→ **GIVEN TEXT**
========================================

On 3/30/20 2:20 PM, Andrii Nakryiko wrote: >> The observability piece should go in the same release as the feature. > You mean LINK_QUERY command I mentioned before? Yes, I'm working on > adding it next, regardless if this patch set goes in right now or > later. There was also mention of a "human override" details of which have not been discussed. Since the query is not ready either, then the create/update should wait so that all of it can be in the same kernel release. As it stands it is a half-baked feature.
On Mon, Mar 30, 2020 at 1:46 PM David Ahern <dsahern@gmail.com> wrote: > > On 3/30/20 2:20 PM, Andrii Nakryiko wrote: > >> The observability piece should go in the same release as the feature. > > You mean LINK_QUERY command I mentioned before? Yes, I'm working on > > adding it next, regardless if this patch set goes in right now or > > later. > > There was also mention of a "human override" details of which have not > been discussed. Since the query is not ready either, then the > create/update should wait so that all of it can be in the same kernel > release. As it stands it is a half-baked feature. "human override" was discussed only in the context of xdp. There won't be override for cgroup-bpf. Just like one doesn't exist today and there is no need for it. There will be no override for clsbpf either. None of the multi prog hooks need it.

========================================

→ **DATA SEGMENT**
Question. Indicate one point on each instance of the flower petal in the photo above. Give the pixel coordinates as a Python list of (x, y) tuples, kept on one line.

========================================

→ **TASKS**
A – Retype the passage from the mailing-list thread between "On 3/30/20 2:20 PM, Andrii Nakryiko wrote: >>" and "kernel release. As it stands it is a half-baked feature.", inclusive.
B – According to the reply in the mailing-list thread, in what context was the "human override" discussed?

→ **EXPECTED OUTPUTS**
A –
On 3/30/20 2:20 PM, Andrii Nakryiko wrote: >> The observability piece should go in the same release as the feature. > You mean LINK_QUERY command I mentioned before? Yes, I'm working on > adding it next, regardless if this patch set goes in right now or > later. There was also mention of a "human override" details of which have not been discussed. Since the query is not ready either, then the create/update should wait so that all of it can be in the same kernel release. As it stands it is a half-baked feature.

B – Only in the context of xdp.